* **Given exercise**: Every line from the one containing "Task: annotation of the headband" to the final line of the material below must be reproduced exactly; leave out all other lines.
Begin Data supplied
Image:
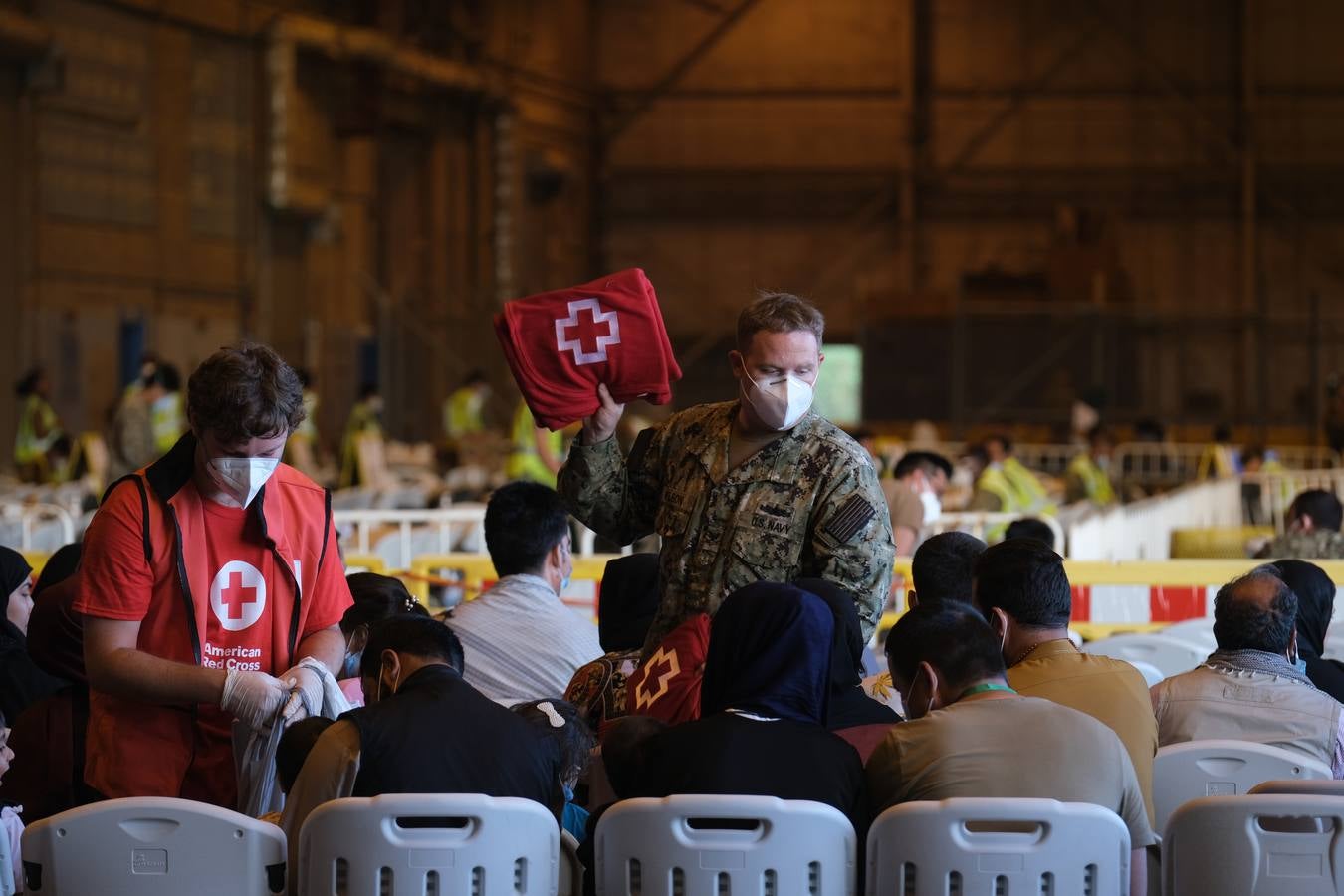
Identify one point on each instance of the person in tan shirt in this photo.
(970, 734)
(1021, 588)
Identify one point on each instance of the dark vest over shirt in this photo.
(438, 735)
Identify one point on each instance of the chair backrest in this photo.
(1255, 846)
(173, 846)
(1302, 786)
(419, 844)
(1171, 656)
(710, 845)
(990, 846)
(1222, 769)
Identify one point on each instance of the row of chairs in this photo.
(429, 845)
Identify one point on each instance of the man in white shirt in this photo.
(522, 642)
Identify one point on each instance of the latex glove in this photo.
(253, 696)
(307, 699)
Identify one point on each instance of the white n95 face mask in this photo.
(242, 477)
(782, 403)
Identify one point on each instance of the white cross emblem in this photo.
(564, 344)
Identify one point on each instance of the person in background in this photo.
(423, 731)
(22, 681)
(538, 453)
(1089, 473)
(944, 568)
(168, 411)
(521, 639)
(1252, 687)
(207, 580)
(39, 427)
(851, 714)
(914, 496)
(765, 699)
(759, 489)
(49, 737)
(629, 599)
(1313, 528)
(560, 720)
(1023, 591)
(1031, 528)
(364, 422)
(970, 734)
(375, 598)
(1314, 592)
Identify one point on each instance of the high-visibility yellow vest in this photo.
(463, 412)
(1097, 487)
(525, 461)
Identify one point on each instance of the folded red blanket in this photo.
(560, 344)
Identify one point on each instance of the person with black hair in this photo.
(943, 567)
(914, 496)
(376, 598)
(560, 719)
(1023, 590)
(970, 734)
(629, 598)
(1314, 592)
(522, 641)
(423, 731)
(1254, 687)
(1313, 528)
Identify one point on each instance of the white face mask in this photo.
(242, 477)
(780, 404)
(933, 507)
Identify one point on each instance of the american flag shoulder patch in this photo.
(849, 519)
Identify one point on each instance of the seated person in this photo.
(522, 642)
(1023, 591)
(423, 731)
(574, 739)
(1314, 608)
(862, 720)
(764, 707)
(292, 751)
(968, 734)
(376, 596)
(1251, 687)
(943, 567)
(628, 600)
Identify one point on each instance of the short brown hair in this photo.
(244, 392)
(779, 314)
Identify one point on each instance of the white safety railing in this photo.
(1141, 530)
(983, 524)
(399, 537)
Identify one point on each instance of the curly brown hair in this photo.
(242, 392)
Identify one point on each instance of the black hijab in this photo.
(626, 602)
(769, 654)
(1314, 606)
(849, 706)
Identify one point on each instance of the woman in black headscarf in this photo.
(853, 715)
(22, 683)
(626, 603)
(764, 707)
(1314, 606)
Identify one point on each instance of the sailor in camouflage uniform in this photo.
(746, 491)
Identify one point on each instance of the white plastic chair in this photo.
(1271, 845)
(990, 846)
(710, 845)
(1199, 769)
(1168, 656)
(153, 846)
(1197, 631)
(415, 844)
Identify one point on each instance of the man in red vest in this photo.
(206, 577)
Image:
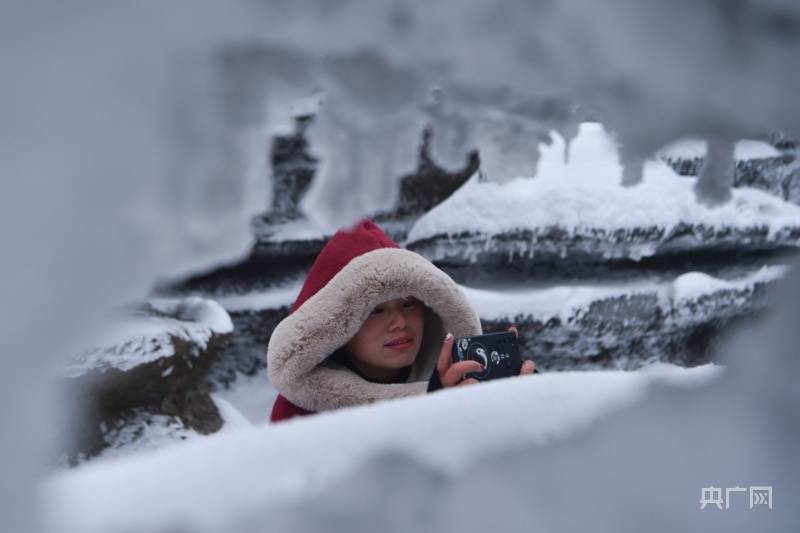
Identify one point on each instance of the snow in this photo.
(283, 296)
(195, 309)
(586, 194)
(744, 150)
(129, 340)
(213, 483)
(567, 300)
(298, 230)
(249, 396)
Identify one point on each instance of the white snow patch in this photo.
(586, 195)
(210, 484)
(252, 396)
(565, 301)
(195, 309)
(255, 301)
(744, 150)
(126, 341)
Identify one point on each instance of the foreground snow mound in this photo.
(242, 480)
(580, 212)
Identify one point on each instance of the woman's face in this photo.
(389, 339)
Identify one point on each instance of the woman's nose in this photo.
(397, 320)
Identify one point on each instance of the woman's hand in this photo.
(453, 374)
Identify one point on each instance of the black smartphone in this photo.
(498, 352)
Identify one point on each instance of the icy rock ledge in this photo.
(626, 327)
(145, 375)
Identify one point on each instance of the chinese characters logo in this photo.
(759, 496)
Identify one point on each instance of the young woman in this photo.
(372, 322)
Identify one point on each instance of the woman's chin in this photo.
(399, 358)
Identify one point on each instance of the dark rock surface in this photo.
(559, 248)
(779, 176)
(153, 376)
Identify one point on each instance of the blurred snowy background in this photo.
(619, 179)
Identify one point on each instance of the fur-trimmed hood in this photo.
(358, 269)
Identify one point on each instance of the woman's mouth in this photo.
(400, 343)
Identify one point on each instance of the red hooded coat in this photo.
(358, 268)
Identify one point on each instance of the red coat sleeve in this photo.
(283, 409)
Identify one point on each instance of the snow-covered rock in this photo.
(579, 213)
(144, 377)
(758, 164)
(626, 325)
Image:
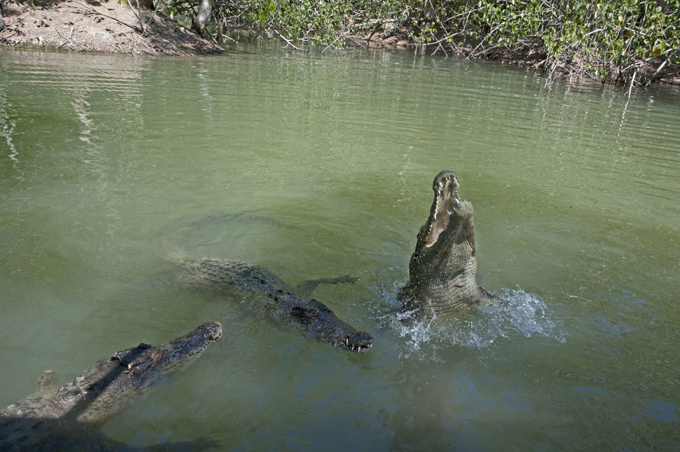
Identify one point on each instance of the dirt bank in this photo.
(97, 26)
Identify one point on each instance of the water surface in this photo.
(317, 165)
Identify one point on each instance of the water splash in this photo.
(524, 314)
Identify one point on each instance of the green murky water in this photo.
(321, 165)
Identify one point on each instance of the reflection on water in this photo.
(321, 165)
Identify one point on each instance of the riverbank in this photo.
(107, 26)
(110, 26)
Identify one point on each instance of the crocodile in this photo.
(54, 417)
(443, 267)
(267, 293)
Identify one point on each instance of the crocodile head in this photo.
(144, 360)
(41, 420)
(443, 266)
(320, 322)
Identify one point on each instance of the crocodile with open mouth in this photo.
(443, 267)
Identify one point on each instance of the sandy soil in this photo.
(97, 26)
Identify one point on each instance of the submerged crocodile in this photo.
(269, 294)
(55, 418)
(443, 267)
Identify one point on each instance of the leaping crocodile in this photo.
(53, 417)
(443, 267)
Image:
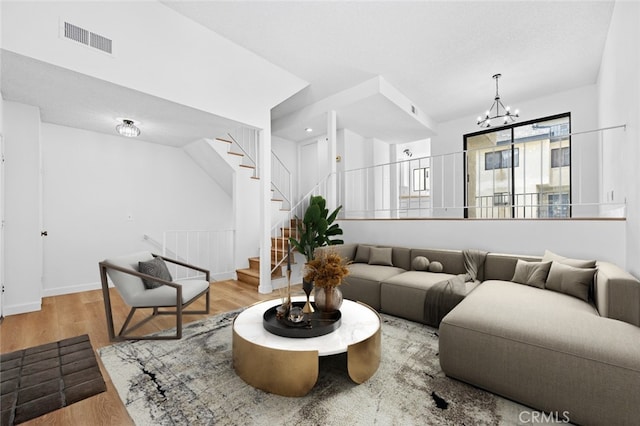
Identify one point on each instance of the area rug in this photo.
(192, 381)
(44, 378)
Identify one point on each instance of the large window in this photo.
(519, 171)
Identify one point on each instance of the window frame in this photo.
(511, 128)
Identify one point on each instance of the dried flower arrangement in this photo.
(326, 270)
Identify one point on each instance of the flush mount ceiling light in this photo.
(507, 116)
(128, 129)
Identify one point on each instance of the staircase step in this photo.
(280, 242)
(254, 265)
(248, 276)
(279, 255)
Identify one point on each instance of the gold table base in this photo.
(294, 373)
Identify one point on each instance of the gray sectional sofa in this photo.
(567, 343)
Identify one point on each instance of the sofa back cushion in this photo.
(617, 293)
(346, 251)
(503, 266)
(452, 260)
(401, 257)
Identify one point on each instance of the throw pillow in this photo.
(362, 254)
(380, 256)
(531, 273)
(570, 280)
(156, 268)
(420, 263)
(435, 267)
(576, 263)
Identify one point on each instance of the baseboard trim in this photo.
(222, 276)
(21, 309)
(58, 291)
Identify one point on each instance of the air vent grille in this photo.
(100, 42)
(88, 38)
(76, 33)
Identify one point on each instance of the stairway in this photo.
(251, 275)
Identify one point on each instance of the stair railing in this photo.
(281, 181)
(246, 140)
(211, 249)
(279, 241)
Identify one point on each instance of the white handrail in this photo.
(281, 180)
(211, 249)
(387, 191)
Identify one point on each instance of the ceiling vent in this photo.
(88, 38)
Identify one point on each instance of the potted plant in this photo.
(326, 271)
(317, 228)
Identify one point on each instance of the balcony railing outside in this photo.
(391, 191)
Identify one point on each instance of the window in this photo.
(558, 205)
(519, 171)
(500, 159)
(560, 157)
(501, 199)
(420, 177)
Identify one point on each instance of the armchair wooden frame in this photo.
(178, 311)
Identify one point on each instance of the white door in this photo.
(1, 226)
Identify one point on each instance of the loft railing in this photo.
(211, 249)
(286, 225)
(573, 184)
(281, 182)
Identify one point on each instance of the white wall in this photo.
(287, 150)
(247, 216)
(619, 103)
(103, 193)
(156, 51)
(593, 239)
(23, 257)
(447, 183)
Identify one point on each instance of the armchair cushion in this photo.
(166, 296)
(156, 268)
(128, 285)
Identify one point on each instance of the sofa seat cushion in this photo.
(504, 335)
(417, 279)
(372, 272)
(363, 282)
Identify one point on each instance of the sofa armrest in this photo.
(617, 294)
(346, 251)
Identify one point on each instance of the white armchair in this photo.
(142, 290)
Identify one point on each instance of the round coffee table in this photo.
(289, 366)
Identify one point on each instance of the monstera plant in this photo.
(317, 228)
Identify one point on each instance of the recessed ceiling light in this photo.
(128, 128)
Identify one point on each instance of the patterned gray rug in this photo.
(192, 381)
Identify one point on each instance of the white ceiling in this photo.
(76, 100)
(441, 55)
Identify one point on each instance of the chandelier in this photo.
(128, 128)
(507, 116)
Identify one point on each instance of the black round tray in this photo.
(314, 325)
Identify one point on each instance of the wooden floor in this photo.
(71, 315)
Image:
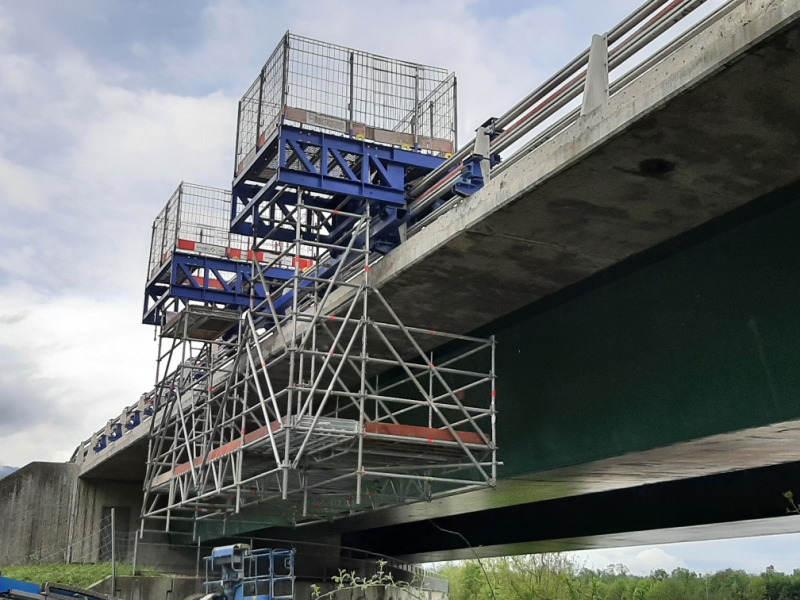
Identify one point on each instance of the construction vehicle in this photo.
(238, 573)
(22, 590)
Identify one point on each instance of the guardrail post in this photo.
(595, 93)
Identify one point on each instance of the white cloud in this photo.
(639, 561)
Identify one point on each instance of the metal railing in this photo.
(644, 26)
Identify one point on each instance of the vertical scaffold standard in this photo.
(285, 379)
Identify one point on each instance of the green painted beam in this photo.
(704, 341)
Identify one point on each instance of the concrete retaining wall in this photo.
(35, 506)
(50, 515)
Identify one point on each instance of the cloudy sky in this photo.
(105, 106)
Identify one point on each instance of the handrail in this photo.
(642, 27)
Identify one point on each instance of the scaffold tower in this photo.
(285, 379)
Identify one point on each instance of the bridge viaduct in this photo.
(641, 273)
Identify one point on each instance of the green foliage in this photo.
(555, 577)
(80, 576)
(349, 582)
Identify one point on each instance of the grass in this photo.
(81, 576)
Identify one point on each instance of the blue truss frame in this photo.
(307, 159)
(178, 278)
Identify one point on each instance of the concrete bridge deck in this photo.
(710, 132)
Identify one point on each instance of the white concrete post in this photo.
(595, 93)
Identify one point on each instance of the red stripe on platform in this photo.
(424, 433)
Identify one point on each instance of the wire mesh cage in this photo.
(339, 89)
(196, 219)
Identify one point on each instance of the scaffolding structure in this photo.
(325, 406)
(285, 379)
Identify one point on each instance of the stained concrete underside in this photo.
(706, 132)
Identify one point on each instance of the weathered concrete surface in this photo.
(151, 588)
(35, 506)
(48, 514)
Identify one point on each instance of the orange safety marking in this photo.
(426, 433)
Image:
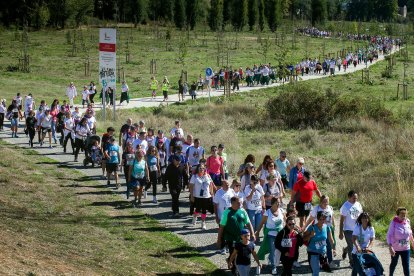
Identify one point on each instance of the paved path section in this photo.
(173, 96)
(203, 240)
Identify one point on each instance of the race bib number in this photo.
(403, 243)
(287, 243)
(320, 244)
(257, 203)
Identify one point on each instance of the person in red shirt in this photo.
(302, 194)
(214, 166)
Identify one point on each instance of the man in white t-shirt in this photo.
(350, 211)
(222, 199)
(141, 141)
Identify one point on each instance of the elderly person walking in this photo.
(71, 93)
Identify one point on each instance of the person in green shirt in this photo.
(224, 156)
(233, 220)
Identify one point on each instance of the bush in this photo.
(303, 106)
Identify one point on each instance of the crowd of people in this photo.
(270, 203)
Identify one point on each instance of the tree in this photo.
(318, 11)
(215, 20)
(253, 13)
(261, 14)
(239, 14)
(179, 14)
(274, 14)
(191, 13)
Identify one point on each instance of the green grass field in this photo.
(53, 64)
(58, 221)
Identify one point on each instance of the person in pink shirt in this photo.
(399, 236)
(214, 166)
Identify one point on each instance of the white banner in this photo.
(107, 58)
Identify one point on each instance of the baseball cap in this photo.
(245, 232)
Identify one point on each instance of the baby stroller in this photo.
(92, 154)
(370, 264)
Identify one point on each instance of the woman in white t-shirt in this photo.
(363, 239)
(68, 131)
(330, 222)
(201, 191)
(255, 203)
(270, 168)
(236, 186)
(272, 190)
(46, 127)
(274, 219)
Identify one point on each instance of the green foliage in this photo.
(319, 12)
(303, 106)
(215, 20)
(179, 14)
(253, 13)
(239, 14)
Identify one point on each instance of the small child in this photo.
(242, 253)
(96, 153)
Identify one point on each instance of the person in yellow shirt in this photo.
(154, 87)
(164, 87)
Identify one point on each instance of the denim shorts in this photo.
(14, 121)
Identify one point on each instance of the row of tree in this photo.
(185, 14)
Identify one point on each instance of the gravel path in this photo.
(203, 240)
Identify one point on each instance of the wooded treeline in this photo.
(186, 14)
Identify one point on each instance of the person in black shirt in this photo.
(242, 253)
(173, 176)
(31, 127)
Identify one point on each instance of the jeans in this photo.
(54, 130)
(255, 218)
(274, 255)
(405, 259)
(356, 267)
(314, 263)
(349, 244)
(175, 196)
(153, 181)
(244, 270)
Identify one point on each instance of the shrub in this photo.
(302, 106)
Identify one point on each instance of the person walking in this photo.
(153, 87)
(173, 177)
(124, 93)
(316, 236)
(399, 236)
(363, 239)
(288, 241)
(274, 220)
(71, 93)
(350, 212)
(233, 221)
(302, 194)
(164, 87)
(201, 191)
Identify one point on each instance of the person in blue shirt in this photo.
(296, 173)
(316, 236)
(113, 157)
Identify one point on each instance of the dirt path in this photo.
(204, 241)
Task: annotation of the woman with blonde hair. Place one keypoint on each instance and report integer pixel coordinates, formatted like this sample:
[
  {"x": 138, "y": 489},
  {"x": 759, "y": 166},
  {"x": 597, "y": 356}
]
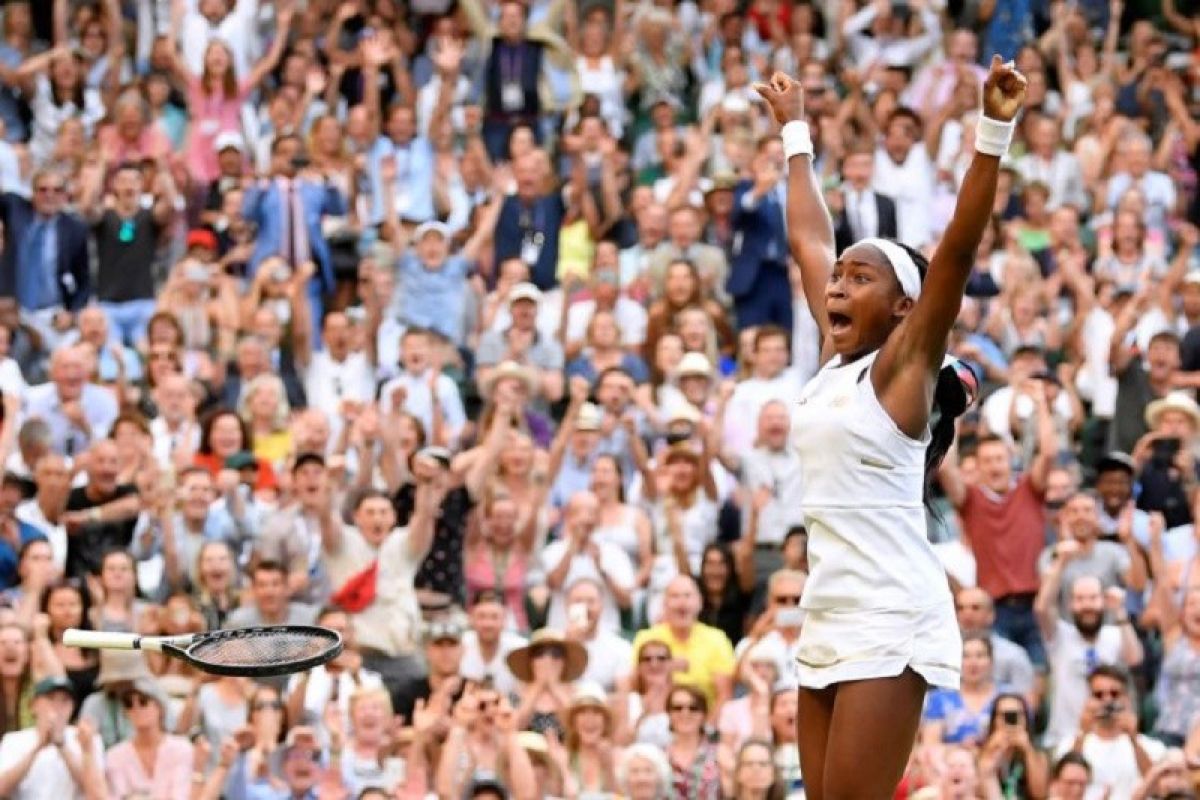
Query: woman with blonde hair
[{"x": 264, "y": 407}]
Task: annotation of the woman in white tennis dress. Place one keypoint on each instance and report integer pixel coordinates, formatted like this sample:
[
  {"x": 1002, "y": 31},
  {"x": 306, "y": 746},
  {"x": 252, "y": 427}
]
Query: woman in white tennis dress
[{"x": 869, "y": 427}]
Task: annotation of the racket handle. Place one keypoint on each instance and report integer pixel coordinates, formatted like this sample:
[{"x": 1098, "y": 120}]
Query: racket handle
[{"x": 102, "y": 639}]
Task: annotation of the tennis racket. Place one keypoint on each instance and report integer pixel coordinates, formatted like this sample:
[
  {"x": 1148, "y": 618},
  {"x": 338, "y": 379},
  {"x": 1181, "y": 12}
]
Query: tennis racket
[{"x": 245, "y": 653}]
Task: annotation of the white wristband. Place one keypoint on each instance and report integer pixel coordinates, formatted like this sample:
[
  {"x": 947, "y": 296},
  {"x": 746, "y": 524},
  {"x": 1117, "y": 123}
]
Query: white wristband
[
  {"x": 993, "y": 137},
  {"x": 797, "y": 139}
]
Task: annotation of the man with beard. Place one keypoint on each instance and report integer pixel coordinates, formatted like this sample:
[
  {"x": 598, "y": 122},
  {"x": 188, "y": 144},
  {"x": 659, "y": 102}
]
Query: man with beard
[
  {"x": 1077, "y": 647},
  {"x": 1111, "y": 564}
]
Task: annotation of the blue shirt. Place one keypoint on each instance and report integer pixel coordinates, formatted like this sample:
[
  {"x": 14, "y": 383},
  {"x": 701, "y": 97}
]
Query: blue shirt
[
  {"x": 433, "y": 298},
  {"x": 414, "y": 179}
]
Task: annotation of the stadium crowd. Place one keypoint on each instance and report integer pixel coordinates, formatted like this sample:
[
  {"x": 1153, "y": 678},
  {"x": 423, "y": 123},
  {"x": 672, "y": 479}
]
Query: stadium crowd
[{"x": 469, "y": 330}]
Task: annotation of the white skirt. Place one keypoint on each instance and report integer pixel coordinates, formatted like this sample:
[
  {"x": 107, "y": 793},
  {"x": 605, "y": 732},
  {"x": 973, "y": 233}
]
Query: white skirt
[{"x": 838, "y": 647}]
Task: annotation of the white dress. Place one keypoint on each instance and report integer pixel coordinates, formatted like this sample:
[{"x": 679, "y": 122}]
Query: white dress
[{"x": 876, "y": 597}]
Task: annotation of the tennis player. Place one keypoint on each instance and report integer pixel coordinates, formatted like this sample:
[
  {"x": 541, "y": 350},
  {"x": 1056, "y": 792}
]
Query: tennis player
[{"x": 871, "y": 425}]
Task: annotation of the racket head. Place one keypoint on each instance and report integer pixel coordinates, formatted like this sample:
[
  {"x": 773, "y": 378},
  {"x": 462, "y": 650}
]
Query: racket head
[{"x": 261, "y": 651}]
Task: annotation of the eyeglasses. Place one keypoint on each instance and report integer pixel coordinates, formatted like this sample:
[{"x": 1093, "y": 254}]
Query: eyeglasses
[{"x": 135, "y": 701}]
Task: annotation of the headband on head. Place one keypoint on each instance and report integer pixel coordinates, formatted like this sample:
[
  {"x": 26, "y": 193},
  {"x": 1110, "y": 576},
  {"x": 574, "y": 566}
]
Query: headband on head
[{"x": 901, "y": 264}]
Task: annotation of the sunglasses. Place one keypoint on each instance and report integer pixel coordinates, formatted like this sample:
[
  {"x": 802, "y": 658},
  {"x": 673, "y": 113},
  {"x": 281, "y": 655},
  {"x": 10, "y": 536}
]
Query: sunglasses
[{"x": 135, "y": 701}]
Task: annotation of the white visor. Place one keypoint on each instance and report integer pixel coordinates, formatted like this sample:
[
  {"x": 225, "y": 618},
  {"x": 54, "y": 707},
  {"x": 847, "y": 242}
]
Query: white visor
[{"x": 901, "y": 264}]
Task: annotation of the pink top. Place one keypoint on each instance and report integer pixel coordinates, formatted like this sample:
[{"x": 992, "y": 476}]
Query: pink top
End Data supplied
* **Task solution**:
Task: annotation of the headband on head. Place one keypoint on each instance and report integer pixel coordinates, formatted like this sample:
[
  {"x": 26, "y": 193},
  {"x": 1110, "y": 576},
  {"x": 574, "y": 566}
]
Query: headband on head
[{"x": 901, "y": 264}]
Task: annotation of the sunglasses. Place one keypoint on each instance and report integer pixel coordinates, formatted like this sample:
[
  {"x": 802, "y": 658},
  {"x": 673, "y": 113},
  {"x": 281, "y": 655},
  {"x": 10, "y": 536}
]
Query: sunglasses
[{"x": 135, "y": 701}]
Task: annotation of the white visor. Place one keypoint on each instance and report integer pixel coordinates, formatted like this sample:
[
  {"x": 225, "y": 618},
  {"x": 54, "y": 707},
  {"x": 847, "y": 242}
]
Query: white visor
[{"x": 901, "y": 264}]
Task: annotation of the pink top. Place one keypoint on each instance and report integer pixel coordinates, formatted like this sample:
[{"x": 992, "y": 476}]
Query: pink top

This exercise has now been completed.